Instructions for the task
Write the records out again. Match them exactly.

Data for this task
====================

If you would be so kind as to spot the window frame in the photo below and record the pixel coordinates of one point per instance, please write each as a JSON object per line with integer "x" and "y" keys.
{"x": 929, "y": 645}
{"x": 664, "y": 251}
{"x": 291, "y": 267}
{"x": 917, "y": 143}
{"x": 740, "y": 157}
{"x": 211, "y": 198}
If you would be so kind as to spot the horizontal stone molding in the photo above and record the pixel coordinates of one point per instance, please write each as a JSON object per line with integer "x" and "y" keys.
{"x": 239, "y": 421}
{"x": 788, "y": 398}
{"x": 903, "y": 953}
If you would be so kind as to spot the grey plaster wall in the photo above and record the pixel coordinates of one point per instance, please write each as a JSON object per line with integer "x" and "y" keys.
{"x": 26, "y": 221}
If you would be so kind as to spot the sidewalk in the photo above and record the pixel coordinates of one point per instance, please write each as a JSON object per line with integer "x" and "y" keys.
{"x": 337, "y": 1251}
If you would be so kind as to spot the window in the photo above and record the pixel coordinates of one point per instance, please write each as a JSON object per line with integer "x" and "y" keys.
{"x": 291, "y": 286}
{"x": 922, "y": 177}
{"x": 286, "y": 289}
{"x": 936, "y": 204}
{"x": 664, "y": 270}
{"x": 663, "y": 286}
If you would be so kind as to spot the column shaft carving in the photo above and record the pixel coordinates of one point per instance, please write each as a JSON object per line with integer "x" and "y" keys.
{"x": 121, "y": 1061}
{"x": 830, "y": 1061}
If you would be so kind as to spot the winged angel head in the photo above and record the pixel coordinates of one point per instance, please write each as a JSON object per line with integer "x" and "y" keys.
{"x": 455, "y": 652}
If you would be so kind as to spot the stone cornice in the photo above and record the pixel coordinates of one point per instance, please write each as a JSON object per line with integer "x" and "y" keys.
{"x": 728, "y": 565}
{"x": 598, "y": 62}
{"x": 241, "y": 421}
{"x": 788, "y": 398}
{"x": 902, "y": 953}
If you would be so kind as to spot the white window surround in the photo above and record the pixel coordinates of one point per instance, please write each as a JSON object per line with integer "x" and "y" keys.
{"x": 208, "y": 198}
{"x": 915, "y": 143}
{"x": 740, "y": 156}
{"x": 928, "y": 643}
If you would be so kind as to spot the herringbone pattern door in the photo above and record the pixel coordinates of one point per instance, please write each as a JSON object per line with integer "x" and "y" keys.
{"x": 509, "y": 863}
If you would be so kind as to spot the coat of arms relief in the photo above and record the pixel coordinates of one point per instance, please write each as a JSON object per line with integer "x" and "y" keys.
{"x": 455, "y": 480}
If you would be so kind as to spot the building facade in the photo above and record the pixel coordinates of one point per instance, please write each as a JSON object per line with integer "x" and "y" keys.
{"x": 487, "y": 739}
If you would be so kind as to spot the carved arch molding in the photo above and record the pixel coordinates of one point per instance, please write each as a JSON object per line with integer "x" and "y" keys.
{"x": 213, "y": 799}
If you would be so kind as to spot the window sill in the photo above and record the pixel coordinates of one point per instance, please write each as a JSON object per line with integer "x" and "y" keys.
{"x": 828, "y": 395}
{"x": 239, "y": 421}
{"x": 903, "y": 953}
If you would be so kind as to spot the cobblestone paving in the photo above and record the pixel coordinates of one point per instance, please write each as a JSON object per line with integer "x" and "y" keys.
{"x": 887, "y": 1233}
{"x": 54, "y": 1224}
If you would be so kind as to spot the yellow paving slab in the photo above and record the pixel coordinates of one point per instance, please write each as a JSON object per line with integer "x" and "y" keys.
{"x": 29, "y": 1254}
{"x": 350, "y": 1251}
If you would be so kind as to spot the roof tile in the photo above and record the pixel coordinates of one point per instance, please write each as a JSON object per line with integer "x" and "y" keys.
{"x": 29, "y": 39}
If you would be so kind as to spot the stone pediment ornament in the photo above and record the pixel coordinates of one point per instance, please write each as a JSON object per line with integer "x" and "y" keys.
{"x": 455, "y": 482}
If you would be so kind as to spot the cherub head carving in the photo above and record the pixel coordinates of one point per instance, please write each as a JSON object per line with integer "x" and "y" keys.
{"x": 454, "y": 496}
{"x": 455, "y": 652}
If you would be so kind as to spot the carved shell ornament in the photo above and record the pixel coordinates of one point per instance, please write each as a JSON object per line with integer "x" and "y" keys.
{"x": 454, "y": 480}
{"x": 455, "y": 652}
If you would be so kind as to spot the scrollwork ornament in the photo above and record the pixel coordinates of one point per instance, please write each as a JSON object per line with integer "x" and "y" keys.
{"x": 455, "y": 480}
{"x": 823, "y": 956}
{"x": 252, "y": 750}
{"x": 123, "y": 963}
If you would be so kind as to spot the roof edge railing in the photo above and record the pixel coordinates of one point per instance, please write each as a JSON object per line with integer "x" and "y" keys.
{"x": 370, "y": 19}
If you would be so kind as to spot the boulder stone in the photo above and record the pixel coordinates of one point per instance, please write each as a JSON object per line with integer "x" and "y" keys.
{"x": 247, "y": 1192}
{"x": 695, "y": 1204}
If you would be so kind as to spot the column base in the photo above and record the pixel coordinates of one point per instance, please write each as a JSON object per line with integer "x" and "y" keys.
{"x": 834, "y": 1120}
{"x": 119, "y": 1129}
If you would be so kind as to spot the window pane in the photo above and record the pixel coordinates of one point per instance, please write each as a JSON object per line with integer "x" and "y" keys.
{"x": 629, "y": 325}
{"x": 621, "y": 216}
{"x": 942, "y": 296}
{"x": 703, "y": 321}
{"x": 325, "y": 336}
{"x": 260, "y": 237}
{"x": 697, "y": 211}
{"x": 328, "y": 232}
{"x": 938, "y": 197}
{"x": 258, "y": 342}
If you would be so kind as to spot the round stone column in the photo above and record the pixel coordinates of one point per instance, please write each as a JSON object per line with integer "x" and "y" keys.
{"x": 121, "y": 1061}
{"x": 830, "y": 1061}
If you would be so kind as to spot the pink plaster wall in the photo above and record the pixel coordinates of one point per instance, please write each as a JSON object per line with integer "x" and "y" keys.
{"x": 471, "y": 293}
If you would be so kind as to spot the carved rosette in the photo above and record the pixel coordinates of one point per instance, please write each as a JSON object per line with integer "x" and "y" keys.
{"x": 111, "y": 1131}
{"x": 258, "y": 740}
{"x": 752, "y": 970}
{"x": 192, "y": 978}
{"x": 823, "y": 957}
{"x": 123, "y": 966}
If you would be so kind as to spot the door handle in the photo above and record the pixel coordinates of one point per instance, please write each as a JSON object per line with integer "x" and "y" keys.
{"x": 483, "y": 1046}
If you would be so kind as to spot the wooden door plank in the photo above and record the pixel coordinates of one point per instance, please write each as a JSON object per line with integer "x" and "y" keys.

====================

Reply to the exercise
If you would be so kind as to spot the window frame in the photo below and record the pixel coordinates of one point per instance, please write each as a JSON object per line with integer "x" and "y" keys.
{"x": 929, "y": 645}
{"x": 664, "y": 251}
{"x": 291, "y": 267}
{"x": 917, "y": 143}
{"x": 740, "y": 157}
{"x": 211, "y": 198}
If you would be so kind as to spot the horizontal stone molding in the photo above and record the pixel coordinates of one point per instance, please write each as a JSON object per line with integer "x" and "y" keys.
{"x": 239, "y": 421}
{"x": 788, "y": 398}
{"x": 903, "y": 953}
If you would be so kind as to spot the grey plaster wall in the photo above and record the pixel coordinates of one point per instance, please write each as a JSON object per line with integer "x" and "y" keys.
{"x": 26, "y": 221}
If you would be so kind as to spot the sidewalk in the photo above and record the pixel coordinates of one point per instance, please write each as a JSON object per line with integer "x" and "y" keys.
{"x": 337, "y": 1251}
If you would be so kind as to spot the window in the photo above and record the pixel coordinates of one point per instance, please write each as a JSON object per line with integer "x" and "y" keys.
{"x": 291, "y": 286}
{"x": 922, "y": 177}
{"x": 286, "y": 289}
{"x": 936, "y": 204}
{"x": 664, "y": 270}
{"x": 663, "y": 286}
If you would be so kind as to spot the column shaft carving in the photo above and record the pixel coordinates of one point per instance, please write each as a JSON object per line with integer "x" and "y" keys.
{"x": 121, "y": 1061}
{"x": 830, "y": 1061}
If you would be so kind as to spot the winged angel head in the photo above and record the pixel coordinates of one point per instance, please write each as a JSON object per line with integer "x" and "y" keys.
{"x": 455, "y": 652}
If you would be so kind as to spot the stone cornice in the photo above and record the pixel coordinates of one point per instance, please write each as a JSON object per line with integer "x" and "y" keys.
{"x": 728, "y": 565}
{"x": 598, "y": 62}
{"x": 241, "y": 421}
{"x": 788, "y": 398}
{"x": 902, "y": 953}
If you would be so kind as to spot the white window surround in the photo above and record the pixel coordinates of one point per instance, please write each as a JSON object per line with integer "x" and "y" keys.
{"x": 208, "y": 198}
{"x": 915, "y": 143}
{"x": 740, "y": 156}
{"x": 928, "y": 643}
If you would be so kind as to spot the herringbone pattern door in the photo above and record the pixel coordinates of one point per instance, please write each as a JSON object per line with integer "x" and "y" keys.
{"x": 509, "y": 863}
If you would be so kind as to spot the coat of arms relief in the photo above and record the pixel coordinates of one point per instance, please write each as a JSON object per line with integer "x" and "y" keys.
{"x": 455, "y": 480}
If you would be so kind as to spot the building facade in the photo above and record the pixel coordinates of one point per instance, please write each as a JSON object per line with integer "x" and "y" keys.
{"x": 487, "y": 739}
If you would be so kind as to spot the carved arch molding in the photo above and record the pixel coordinates of one point per instance, please write each as a JSON object per line with integer "x" and "y" keys.
{"x": 213, "y": 799}
If you would be so kind as to spot the window sill in the photo above and record the pixel coordinates of one point per instance, please write each as a JSON object per line with integer "x" and "y" keys.
{"x": 828, "y": 395}
{"x": 239, "y": 421}
{"x": 903, "y": 953}
If you would be so kind as to spot the cobblestone paving in the photo above and record the pixel coordinates of one point per instance, please write each as a JSON object per line with integer "x" and "y" keys.
{"x": 887, "y": 1233}
{"x": 54, "y": 1224}
If you would be so kind as to spot the yellow paving slab in the photo above and record the pixel coordinates of one point per instance, please write each as a JSON object per line with integer "x" and "y" keys.
{"x": 29, "y": 1254}
{"x": 350, "y": 1251}
If you would be so kind as to spot the roof tile in the photo above and record the pixel coordinates of one point per instance, please write each as a JSON object per line with integer "x" and "y" keys.
{"x": 29, "y": 39}
If you would be so kind as to spot the stone pediment ornament in the photo above and record the pixel coordinates of one point per instance, please write each as a JSON object per line with integer "x" and "y" keys.
{"x": 455, "y": 482}
If you would be so kind as to spot the cherub head carving in the photo above and record the pixel coordinates of one point per instance, please write each as a JSON object per line with integer "x" and "y" keys.
{"x": 454, "y": 496}
{"x": 455, "y": 652}
If you would be so kind as to spot the carved shell ornament in the photo above and record the pixel coordinates of one point per instance, please write each as a JSON object per line with integer "x" and "y" keys.
{"x": 454, "y": 480}
{"x": 455, "y": 652}
If you would be so kind as to spot the scrollwork ornament in the photo above and record the pixel coordinates of one point per instance, please write each as a JSON object per line with integer "x" and "y" keys.
{"x": 455, "y": 480}
{"x": 823, "y": 956}
{"x": 252, "y": 750}
{"x": 123, "y": 963}
If you would be so kind as to spot the roof edge railing in the photo above and record the pixel coordinates of one point per instance, please write each as a JSON object per line with integer "x" and "y" keys.
{"x": 370, "y": 19}
If you would be so kind as to spot the boulder stone in the photo above and record the pixel coordinates of one point per instance, please write each as a JSON object per line with integer "x" and "y" keys.
{"x": 247, "y": 1192}
{"x": 695, "y": 1204}
If you would be so kind as to spot the column base in the photo above and record the pixel coordinates of one point per instance, please write each as a JSON object per line with integer "x" and "y" keys.
{"x": 834, "y": 1120}
{"x": 119, "y": 1129}
If you would be so kind as to spot the window pane in the photo above and record the pixel coordinates of one point per instance, please write each as a JSON object per line with integer "x" and "y" keys.
{"x": 629, "y": 325}
{"x": 621, "y": 216}
{"x": 942, "y": 296}
{"x": 703, "y": 321}
{"x": 325, "y": 336}
{"x": 260, "y": 237}
{"x": 697, "y": 211}
{"x": 328, "y": 232}
{"x": 938, "y": 197}
{"x": 258, "y": 342}
If you would be so kind as to spot the round stone column in the photo above and record the pixel coordinates of one point per instance, please write each as a JSON object per line with integer "x" and "y" keys.
{"x": 121, "y": 1061}
{"x": 830, "y": 1061}
If you would be so kind as to spot the pink plaster wall in the photo above and record the pixel coordinates of one point per instance, please write each as a JSON object per line with integer "x" and "y" keys.
{"x": 471, "y": 293}
If you would be so kind as to spot the carved rosette in the photo above and record the pixel coordinates of one point per instance, please write each as a JSON object per line with integer "x" and "y" keys.
{"x": 111, "y": 1131}
{"x": 258, "y": 740}
{"x": 752, "y": 970}
{"x": 192, "y": 978}
{"x": 823, "y": 957}
{"x": 123, "y": 966}
If you would be so kind as to spot the door handle in the photo above and record the pixel coordinates of one point per instance, please write each as a JSON object per line with integer "x" and "y" keys.
{"x": 483, "y": 1046}
If you would be so kind as to spot the wooden door plank in the photo above and record the pixel coordinates of one point per instance, please write each as a JSON object per line with integer "x" and "y" keys.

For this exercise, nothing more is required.